Consigne 1 ::
Dans le passage, de quelles deux manières les femmes ont-elles été arrêtées ?
Consigne 2 ::
Comment résumer le passage en deux phrases ?
Consigne 3 ::
D'après le passage, quelles souffrances persistantes les cinq femmes qui ont quitté la prison décrivent-elles ? Donnez-les toutes.

Passage à lire ::
Les rares femmes qui ont évoqué l'avortement avec leur partenaire, leur famille ou des soignants ont été menacées de violence ou de dénonciation, ce qui ne leur a laissé aucune possibilité médicale ou légale de mettre un terme à leur grossesse en toute sécurité. Par conséquent, elles ont dû la mener à terme en la cachant, affrontant douleur, culpabilité et dépression. Dans presque tous les cas, elles ont accouché seules, dans la peur et exposées aux risques de complications.

L'expérience de l'emprisonnement

Dans la plupart des cas, l'infanticide aurait résulté d'une tentative de faire taire les pleurs du nouveau-né pour éviter d'être découverte. D'autres femmes ont rapporté des cas de mort-né sans témoin ou un décès résultant de ce qui semble être un épisode de dépression ou de troubles extrêmes après l'accouchement. Ceci est probablement le résultat de la charge émotionnelle liée au fait de porter et d'accoucher d'une grossesse non désirée.

Les femmes ont été publiquement arrêtées, soit par un contingent de police envoyé à leur domicile, soit menottées dans les structures sanitaires où elles recevaient des soins. L'expérience de l'emprisonnement - surtout le fait de passer plusieurs années en détention préventive - est difficilement vécue. Les femmes interviewées dans cette étude expliquent avoir été abandonnées par leur famille, et souffrir de dépression et de stigmatisation.

Quant aux cinq femmes qui ont quitté la prison, elles décrivent la persistance de l'isolement, de la honte et de la dépression. Certaines n'ont pas pu retourner dans leur quartier d'origine par crainte de l'hostilité persistante dans leur entourage. Elles restent ainsi confinées chez elles, coupées des liens sociaux qui définissent la vie quotidienne.

Ce qu'il faut retenir

Les normes patriarcales jettent l'opprobre sur les adolescentes et les femmes ayant des relations sexuelles extraconjugales Elles limitent l'accès ou l'utilisation de la contraception, les violences sexuelles passées sous silence, la précarité socio-économique et la stigmatisation des grossesses extramaritales. Elles créent également les conditions propices aux grossesses non planifiées et à l'obligation de se débarasser de la grossesse.

Données extraites d'une collection
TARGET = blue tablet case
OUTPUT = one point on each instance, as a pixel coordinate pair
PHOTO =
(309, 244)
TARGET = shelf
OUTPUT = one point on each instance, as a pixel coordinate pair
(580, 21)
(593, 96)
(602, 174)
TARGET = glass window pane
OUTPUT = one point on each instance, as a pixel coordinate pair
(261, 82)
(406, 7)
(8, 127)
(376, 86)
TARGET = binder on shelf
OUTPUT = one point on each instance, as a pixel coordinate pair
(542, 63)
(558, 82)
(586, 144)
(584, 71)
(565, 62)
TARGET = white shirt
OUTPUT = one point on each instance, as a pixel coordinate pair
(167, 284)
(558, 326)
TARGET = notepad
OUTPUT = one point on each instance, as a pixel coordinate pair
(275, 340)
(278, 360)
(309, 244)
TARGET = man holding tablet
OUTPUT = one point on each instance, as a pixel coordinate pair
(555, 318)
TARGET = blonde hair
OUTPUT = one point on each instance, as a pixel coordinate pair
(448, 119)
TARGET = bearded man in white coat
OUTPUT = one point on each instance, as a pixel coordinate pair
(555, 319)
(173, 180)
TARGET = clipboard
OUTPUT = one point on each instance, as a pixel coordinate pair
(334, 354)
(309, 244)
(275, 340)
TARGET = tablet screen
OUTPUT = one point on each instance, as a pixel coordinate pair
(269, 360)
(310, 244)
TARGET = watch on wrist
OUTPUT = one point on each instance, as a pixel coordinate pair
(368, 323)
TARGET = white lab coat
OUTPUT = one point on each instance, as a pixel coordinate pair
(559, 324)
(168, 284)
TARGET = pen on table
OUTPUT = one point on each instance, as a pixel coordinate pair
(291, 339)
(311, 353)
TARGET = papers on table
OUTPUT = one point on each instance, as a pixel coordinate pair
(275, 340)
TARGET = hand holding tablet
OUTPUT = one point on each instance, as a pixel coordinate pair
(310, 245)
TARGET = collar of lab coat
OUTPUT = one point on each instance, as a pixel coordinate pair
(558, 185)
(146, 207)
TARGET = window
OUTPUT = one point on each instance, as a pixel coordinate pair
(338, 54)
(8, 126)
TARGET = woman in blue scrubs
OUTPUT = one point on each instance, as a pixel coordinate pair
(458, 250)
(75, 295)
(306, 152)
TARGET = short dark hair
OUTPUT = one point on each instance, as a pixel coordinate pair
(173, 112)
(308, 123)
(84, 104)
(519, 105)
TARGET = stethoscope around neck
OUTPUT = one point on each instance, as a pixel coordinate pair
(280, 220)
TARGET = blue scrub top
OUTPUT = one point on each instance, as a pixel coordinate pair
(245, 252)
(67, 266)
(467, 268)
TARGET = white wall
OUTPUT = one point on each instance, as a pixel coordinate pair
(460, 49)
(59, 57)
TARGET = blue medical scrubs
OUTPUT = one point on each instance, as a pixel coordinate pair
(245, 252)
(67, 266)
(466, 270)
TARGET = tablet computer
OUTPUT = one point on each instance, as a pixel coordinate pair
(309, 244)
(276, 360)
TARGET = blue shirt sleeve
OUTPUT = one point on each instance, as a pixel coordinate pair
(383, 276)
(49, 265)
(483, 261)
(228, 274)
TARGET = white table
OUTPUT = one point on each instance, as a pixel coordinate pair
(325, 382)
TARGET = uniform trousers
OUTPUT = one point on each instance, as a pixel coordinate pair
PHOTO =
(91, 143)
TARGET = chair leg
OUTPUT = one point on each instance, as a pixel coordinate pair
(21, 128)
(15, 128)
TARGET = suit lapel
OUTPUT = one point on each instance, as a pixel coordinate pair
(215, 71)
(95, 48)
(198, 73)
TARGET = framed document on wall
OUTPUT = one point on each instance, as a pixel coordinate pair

Réponse 1 ::
Soit par un contingent de police envoyé à leur domicile, soit menottées dans les structures sanitaires où elles recevaient des soins.

Réponse 2 ::
Menacées de violence ou de dénonciation, des femmes n'ont pas pu mettre un terme à leur grossesse en toute sécurité : elles l'ont cachée et ont presque toujours accouché seules. Arrêtées publiquement, elles vivent difficilement l'emprisonnement, abandonnées par leur famille, et celles qui ont quitté la prison décrivent la persistance de l'isolement, de la honte et de la dépression.

Réponse 3 ::
L'isolement, la honte et la dépression.